▶ _HOW TO COMPLETE THIS TASK_
Which lines of the data contain the string "Target"? Copy every one of them.

▶ _DATA FOR ANALYSIS_
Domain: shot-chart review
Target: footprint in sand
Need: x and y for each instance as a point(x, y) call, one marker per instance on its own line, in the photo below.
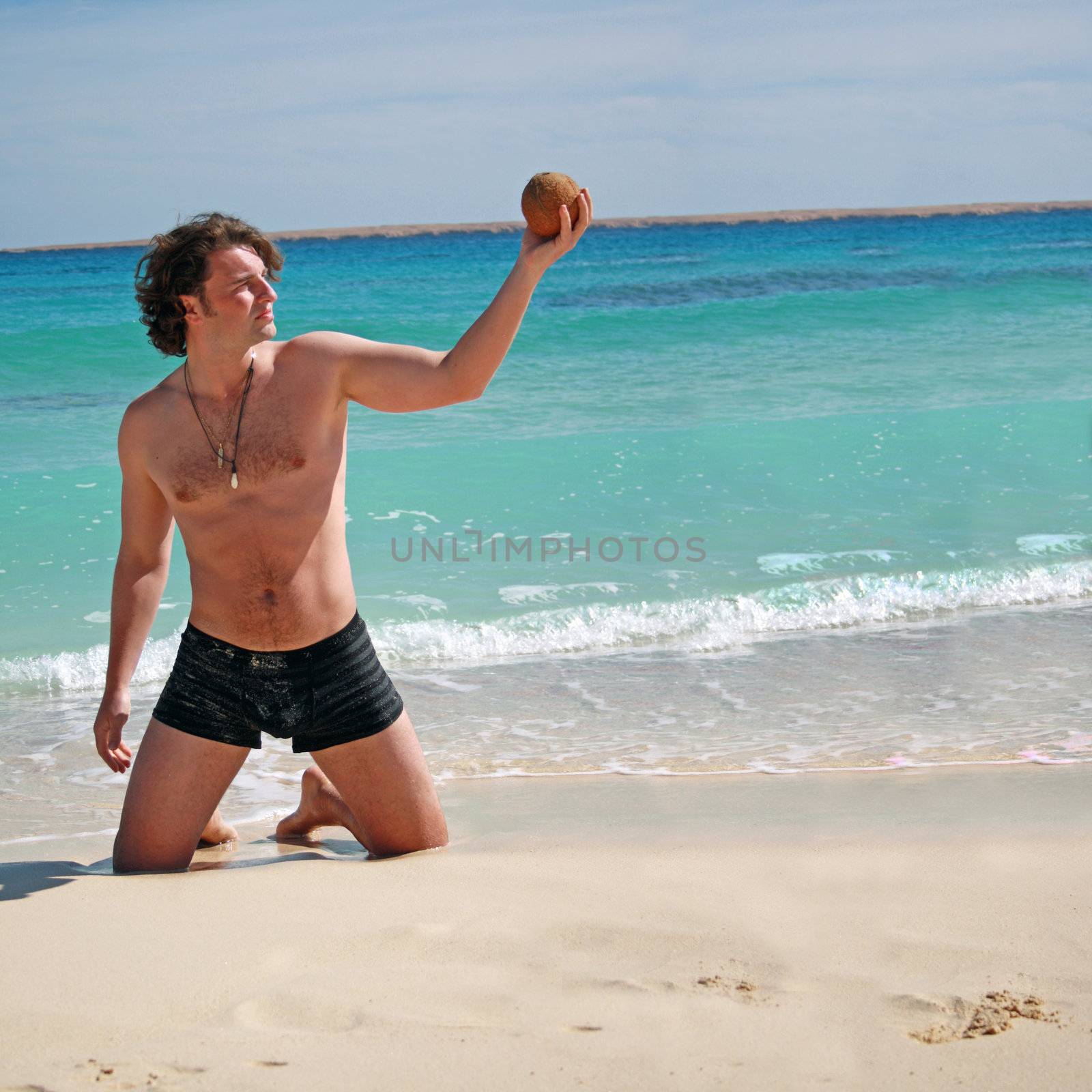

--

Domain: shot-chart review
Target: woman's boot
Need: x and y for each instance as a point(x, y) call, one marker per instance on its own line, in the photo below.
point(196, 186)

▶ _REPLY_
Target: footprint in sand
Target: woman's boot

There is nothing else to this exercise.